■ **WORK TO COMPLETE**
Everything from the line containing "the white background" through the last line of the records below should be printed exactly, please, and nothing else.

■ **RECORDS SUPPLIED**
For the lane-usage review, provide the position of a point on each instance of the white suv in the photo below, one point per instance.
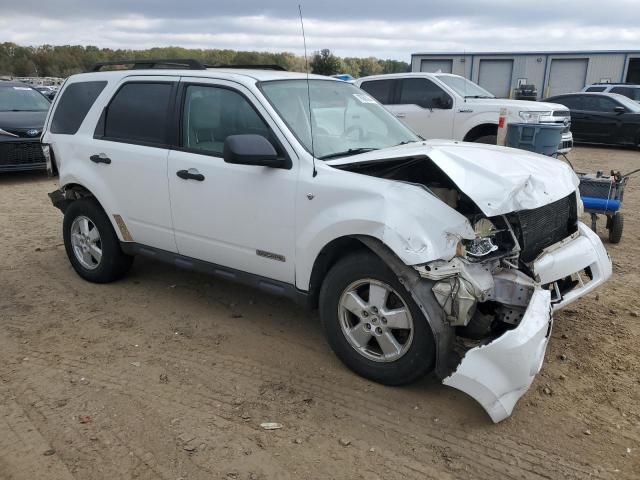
(421, 255)
(441, 105)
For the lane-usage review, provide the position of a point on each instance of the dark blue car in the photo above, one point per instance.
(22, 114)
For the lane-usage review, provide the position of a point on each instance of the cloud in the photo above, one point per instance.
(352, 28)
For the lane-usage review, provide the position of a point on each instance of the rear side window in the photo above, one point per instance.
(572, 103)
(381, 90)
(422, 92)
(75, 102)
(139, 113)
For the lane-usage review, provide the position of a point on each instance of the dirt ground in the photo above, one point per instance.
(168, 374)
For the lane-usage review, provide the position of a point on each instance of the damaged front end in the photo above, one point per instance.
(502, 320)
(489, 301)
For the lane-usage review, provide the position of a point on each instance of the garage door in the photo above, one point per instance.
(432, 66)
(495, 76)
(567, 75)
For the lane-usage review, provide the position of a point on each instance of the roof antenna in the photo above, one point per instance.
(465, 74)
(306, 67)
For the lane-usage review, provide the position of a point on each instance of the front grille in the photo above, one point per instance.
(541, 227)
(566, 144)
(20, 153)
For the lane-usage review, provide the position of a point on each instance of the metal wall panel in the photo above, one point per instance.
(445, 65)
(495, 76)
(567, 75)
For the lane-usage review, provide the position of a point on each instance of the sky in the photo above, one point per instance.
(383, 29)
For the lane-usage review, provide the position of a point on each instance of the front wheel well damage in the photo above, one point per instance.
(327, 258)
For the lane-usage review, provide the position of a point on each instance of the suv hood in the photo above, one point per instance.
(499, 180)
(516, 105)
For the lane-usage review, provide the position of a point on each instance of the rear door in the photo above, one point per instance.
(575, 105)
(237, 216)
(128, 155)
(425, 107)
(601, 122)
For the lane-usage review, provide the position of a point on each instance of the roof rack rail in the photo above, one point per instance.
(180, 63)
(614, 83)
(251, 67)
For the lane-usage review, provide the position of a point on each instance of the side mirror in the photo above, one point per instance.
(250, 149)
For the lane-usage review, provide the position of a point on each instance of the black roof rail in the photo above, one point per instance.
(272, 66)
(180, 63)
(614, 83)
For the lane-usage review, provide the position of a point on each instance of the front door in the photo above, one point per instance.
(128, 154)
(238, 216)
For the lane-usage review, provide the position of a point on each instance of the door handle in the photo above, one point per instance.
(101, 158)
(191, 174)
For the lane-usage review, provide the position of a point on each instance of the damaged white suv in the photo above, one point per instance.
(422, 256)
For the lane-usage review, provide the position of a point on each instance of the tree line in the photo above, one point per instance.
(65, 60)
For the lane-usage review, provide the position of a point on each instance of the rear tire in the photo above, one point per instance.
(389, 341)
(487, 139)
(91, 243)
(615, 231)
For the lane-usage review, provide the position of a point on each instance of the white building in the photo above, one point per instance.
(552, 73)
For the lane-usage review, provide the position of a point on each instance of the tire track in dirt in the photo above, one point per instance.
(492, 459)
(24, 453)
(211, 404)
(476, 456)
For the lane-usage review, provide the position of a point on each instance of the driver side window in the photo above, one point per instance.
(211, 114)
(424, 93)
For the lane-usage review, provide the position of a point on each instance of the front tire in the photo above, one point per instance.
(91, 243)
(372, 323)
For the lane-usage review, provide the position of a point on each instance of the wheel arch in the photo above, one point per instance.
(418, 288)
(331, 253)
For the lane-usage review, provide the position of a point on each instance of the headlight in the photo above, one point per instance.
(533, 117)
(483, 244)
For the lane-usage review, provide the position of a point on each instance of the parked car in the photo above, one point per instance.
(49, 92)
(441, 105)
(405, 245)
(605, 118)
(22, 114)
(630, 90)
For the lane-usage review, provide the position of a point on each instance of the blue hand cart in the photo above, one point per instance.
(602, 195)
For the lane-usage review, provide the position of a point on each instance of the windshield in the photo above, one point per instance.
(345, 119)
(22, 99)
(464, 87)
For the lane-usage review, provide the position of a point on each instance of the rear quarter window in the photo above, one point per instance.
(381, 90)
(75, 102)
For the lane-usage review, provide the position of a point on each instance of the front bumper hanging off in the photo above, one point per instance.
(498, 373)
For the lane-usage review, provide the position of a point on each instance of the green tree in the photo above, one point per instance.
(325, 63)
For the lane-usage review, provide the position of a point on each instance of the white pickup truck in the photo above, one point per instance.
(445, 106)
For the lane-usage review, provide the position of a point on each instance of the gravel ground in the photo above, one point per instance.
(168, 374)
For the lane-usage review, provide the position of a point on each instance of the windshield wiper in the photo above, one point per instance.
(351, 151)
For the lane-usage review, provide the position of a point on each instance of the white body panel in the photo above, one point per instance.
(293, 214)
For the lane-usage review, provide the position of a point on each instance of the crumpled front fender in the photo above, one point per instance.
(496, 375)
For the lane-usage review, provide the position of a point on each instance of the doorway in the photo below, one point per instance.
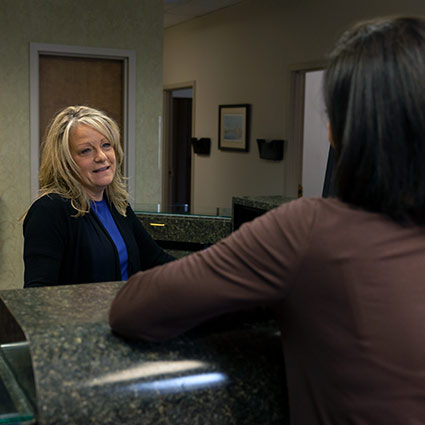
(104, 78)
(177, 157)
(305, 174)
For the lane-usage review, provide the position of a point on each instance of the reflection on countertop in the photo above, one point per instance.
(227, 371)
(246, 208)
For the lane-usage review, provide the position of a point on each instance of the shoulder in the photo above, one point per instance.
(49, 206)
(297, 219)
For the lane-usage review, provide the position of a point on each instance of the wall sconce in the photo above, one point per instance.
(270, 149)
(201, 146)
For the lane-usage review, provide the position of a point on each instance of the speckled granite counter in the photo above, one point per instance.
(246, 208)
(229, 371)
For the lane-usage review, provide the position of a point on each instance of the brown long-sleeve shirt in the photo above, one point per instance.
(348, 288)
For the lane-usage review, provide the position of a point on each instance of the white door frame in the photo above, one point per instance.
(294, 154)
(129, 113)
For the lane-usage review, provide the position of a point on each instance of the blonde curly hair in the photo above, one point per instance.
(59, 173)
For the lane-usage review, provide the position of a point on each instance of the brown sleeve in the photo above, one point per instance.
(253, 266)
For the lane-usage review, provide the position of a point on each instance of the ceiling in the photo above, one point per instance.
(178, 11)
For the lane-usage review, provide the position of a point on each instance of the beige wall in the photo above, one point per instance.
(243, 54)
(121, 24)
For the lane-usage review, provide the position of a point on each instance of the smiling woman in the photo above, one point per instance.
(81, 227)
(95, 157)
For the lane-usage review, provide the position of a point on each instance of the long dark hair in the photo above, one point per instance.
(374, 90)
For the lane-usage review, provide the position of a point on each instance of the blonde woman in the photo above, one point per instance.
(81, 228)
(345, 275)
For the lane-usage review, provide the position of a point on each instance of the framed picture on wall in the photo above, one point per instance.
(233, 127)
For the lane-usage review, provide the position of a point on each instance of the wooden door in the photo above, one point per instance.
(74, 80)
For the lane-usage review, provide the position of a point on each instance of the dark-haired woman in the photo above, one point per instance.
(346, 276)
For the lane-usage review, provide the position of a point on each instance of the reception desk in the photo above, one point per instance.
(61, 364)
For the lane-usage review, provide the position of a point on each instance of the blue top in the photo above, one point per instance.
(104, 214)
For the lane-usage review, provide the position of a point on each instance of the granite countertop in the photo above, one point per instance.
(261, 202)
(225, 372)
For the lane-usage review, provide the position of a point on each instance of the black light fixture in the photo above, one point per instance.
(270, 149)
(201, 146)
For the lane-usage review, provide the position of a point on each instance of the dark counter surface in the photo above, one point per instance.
(225, 372)
(264, 203)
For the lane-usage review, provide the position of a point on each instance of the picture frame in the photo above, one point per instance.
(233, 127)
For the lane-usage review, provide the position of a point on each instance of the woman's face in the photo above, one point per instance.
(95, 157)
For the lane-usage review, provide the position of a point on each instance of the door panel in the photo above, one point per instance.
(73, 80)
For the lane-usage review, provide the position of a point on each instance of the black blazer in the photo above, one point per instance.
(59, 248)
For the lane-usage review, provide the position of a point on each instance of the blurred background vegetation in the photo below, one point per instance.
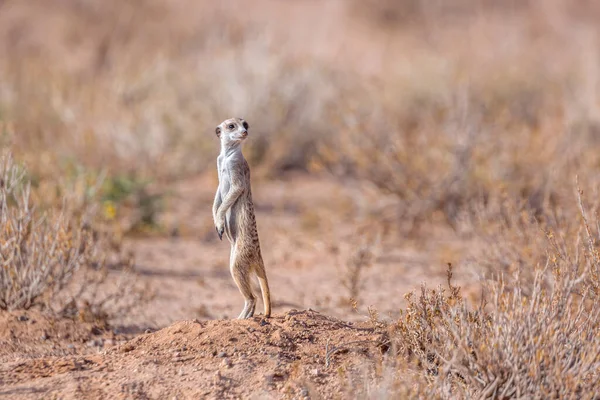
(440, 103)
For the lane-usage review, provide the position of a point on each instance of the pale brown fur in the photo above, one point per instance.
(233, 213)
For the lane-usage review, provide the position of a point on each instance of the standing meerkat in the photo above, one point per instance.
(233, 213)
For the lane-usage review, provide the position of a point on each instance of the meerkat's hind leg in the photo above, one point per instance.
(264, 286)
(241, 276)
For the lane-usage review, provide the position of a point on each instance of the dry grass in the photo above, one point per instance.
(40, 253)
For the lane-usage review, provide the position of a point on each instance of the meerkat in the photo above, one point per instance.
(233, 213)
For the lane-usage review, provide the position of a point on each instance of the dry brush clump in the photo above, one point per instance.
(40, 253)
(59, 258)
(528, 337)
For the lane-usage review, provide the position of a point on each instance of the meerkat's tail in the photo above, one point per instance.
(264, 288)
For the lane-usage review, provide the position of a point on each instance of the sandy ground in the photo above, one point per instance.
(184, 342)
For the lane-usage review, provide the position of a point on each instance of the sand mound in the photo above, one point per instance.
(296, 354)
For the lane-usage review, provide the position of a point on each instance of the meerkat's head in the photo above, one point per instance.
(232, 131)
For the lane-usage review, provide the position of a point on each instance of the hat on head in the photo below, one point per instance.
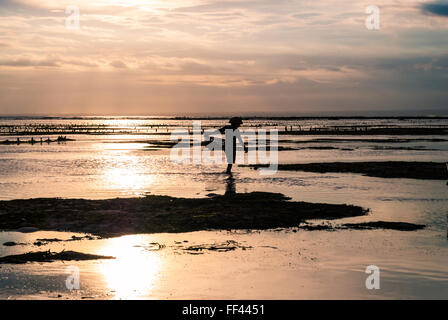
(236, 120)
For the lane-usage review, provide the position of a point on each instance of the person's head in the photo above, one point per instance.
(236, 122)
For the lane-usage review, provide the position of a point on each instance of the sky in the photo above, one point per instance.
(163, 57)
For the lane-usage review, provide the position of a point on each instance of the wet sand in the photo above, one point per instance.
(380, 169)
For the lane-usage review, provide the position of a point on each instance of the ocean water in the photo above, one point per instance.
(281, 264)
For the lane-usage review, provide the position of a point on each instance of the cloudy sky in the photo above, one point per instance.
(223, 56)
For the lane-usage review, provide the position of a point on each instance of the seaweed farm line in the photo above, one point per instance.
(287, 127)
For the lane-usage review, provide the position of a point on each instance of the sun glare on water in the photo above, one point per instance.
(134, 272)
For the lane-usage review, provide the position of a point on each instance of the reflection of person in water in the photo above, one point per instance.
(232, 133)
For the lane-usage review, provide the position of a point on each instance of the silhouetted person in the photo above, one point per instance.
(231, 131)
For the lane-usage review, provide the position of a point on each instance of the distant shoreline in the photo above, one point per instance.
(5, 117)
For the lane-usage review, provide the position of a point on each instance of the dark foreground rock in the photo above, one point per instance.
(47, 256)
(401, 226)
(387, 169)
(153, 214)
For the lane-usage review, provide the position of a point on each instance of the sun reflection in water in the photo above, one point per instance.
(126, 173)
(135, 270)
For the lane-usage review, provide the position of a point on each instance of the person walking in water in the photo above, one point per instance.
(232, 133)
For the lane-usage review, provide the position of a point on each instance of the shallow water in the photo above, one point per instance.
(281, 264)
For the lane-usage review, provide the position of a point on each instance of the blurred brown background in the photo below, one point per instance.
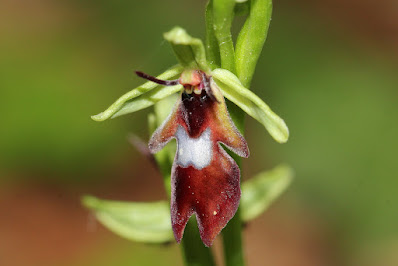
(329, 68)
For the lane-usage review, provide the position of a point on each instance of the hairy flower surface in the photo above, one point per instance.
(205, 179)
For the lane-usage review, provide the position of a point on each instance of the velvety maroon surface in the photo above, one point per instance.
(212, 193)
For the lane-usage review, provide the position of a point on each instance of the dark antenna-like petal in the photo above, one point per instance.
(156, 80)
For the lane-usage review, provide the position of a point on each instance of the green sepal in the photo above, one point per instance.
(249, 102)
(190, 51)
(141, 97)
(140, 222)
(260, 191)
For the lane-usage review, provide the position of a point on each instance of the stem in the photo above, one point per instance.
(195, 253)
(251, 39)
(212, 51)
(223, 14)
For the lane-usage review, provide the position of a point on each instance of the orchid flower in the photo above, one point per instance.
(205, 180)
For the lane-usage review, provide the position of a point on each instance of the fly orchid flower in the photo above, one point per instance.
(205, 180)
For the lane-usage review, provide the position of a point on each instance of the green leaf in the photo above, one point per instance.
(151, 223)
(141, 222)
(249, 102)
(260, 191)
(251, 38)
(190, 51)
(125, 104)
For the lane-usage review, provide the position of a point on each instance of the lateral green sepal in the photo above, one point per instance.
(150, 93)
(249, 102)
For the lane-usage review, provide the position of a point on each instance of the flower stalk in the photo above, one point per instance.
(200, 121)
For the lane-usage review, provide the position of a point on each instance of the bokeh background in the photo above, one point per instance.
(329, 68)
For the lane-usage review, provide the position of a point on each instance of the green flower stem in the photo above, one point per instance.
(251, 39)
(223, 14)
(212, 51)
(195, 253)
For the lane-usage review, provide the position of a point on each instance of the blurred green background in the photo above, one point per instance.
(329, 68)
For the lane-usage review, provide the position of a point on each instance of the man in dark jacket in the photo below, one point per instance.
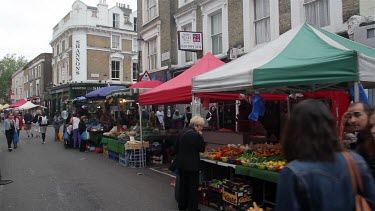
(187, 147)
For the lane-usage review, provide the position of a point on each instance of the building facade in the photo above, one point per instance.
(92, 47)
(37, 75)
(230, 28)
(17, 86)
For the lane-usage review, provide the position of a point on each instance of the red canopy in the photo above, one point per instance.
(146, 84)
(178, 89)
(18, 103)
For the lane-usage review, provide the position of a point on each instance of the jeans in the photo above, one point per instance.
(76, 138)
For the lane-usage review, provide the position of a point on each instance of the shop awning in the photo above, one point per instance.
(18, 103)
(102, 92)
(4, 106)
(301, 58)
(178, 89)
(28, 105)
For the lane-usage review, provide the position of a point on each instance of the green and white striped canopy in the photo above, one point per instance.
(304, 56)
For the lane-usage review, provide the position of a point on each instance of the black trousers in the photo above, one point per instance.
(188, 193)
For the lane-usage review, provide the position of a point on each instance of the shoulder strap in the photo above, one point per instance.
(354, 172)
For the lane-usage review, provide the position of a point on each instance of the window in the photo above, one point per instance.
(151, 9)
(262, 21)
(116, 41)
(317, 12)
(152, 50)
(216, 34)
(115, 70)
(370, 33)
(135, 24)
(188, 55)
(116, 20)
(135, 70)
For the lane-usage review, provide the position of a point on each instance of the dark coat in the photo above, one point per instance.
(187, 147)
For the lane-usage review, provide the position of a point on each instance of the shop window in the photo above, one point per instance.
(216, 34)
(317, 12)
(116, 20)
(115, 70)
(116, 41)
(262, 21)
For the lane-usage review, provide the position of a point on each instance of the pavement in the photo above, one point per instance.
(49, 177)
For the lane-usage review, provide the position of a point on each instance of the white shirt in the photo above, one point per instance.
(76, 121)
(160, 115)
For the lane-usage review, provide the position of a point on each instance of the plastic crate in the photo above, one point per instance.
(112, 155)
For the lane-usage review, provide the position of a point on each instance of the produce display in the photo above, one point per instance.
(261, 156)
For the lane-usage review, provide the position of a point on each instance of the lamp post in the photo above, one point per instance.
(140, 41)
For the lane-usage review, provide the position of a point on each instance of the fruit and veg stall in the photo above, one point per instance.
(251, 171)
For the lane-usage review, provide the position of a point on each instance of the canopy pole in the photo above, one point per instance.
(193, 105)
(237, 113)
(288, 103)
(356, 91)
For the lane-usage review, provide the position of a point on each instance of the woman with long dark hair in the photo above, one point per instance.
(316, 176)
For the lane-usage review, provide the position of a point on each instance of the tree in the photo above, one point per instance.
(9, 65)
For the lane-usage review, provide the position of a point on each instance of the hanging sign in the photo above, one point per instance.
(145, 77)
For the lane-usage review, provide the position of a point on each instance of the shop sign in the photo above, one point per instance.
(78, 57)
(190, 41)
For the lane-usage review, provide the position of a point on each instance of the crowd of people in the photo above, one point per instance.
(324, 171)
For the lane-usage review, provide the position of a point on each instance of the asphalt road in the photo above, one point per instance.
(49, 177)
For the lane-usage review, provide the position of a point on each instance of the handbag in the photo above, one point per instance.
(15, 138)
(361, 203)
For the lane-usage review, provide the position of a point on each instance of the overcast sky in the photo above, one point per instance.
(26, 25)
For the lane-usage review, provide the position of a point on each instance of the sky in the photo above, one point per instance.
(26, 25)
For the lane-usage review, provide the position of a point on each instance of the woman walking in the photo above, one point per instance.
(57, 121)
(317, 176)
(43, 122)
(76, 136)
(10, 130)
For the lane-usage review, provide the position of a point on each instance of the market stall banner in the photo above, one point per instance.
(178, 89)
(303, 56)
(102, 92)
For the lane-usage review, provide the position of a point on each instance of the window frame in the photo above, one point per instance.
(118, 71)
(116, 20)
(113, 41)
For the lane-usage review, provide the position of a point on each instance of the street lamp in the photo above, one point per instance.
(140, 41)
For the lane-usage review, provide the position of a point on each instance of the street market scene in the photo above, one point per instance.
(228, 105)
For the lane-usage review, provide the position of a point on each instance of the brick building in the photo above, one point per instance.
(92, 47)
(230, 27)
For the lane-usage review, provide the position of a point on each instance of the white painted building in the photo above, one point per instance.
(17, 91)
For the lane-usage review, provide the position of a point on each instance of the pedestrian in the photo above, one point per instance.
(28, 117)
(187, 148)
(187, 116)
(82, 129)
(367, 148)
(43, 123)
(19, 123)
(76, 136)
(10, 130)
(355, 121)
(212, 118)
(36, 123)
(317, 176)
(57, 121)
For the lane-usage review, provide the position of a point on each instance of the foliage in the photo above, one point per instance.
(9, 65)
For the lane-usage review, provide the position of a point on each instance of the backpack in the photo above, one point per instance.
(44, 120)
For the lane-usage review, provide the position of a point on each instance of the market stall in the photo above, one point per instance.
(285, 66)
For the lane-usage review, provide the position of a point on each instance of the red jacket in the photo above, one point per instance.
(20, 121)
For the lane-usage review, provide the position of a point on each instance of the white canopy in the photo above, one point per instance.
(28, 105)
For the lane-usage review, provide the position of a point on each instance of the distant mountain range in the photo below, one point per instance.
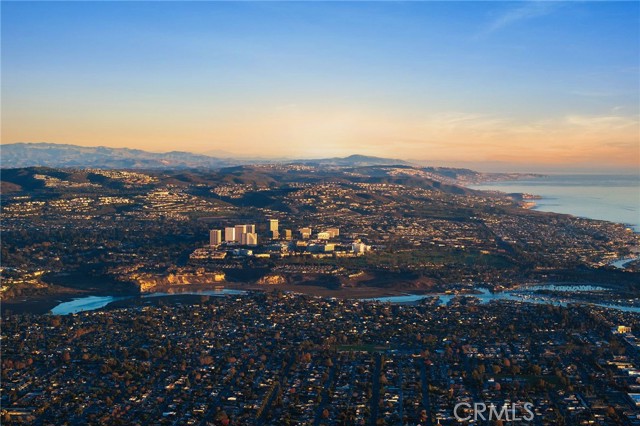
(73, 156)
(62, 155)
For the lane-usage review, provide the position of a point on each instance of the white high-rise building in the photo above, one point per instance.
(215, 237)
(360, 248)
(230, 234)
(240, 229)
(250, 239)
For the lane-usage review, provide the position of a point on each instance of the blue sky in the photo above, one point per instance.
(547, 83)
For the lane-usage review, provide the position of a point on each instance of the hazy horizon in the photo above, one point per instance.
(493, 86)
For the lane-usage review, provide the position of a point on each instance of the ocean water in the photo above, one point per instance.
(615, 198)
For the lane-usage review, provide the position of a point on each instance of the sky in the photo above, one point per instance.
(503, 85)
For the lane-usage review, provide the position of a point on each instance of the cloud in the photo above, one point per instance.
(528, 10)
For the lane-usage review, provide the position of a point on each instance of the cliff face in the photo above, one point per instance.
(147, 282)
(272, 280)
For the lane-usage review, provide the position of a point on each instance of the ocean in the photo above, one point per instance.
(614, 198)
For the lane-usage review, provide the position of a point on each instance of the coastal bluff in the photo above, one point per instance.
(147, 282)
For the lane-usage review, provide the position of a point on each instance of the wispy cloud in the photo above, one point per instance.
(523, 12)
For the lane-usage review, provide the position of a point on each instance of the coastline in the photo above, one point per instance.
(611, 198)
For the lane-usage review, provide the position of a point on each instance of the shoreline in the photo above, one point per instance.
(539, 189)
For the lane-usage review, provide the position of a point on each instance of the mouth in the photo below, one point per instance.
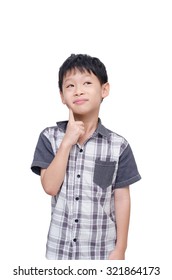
(80, 101)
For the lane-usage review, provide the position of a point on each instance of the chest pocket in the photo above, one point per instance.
(103, 173)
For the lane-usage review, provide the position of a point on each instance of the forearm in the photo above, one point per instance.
(122, 212)
(53, 177)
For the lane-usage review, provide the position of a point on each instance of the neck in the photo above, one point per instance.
(90, 124)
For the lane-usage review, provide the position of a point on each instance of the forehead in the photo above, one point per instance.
(77, 72)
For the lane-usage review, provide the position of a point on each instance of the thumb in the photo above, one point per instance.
(71, 116)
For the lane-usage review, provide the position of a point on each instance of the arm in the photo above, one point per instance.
(122, 213)
(52, 177)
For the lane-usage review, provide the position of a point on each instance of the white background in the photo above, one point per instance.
(134, 40)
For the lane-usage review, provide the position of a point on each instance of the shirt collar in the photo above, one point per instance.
(102, 130)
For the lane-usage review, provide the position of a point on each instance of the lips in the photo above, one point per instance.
(80, 101)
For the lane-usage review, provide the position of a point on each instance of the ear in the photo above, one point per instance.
(105, 90)
(62, 97)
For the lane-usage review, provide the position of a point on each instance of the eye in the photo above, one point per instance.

■ **THE RESULT**
For the lane-usage review, provide the position of a point on each instance of the white background in the photo above, one point per instance.
(134, 40)
For the lane-usage review, provide the position of a point on each instance of the shirt collar in the photo above, one point per instance.
(102, 130)
For the lane-usage review, provide the position of a point on each instance of the lips in the photo above, one point per instance.
(80, 101)
For the lane-usage review, provide the position of a point on each instance of the ear in the photo above, one point per instance.
(105, 90)
(62, 97)
For the lane-usage review, provide the position of a point on each instance of the eye in the photo above, one point per instance.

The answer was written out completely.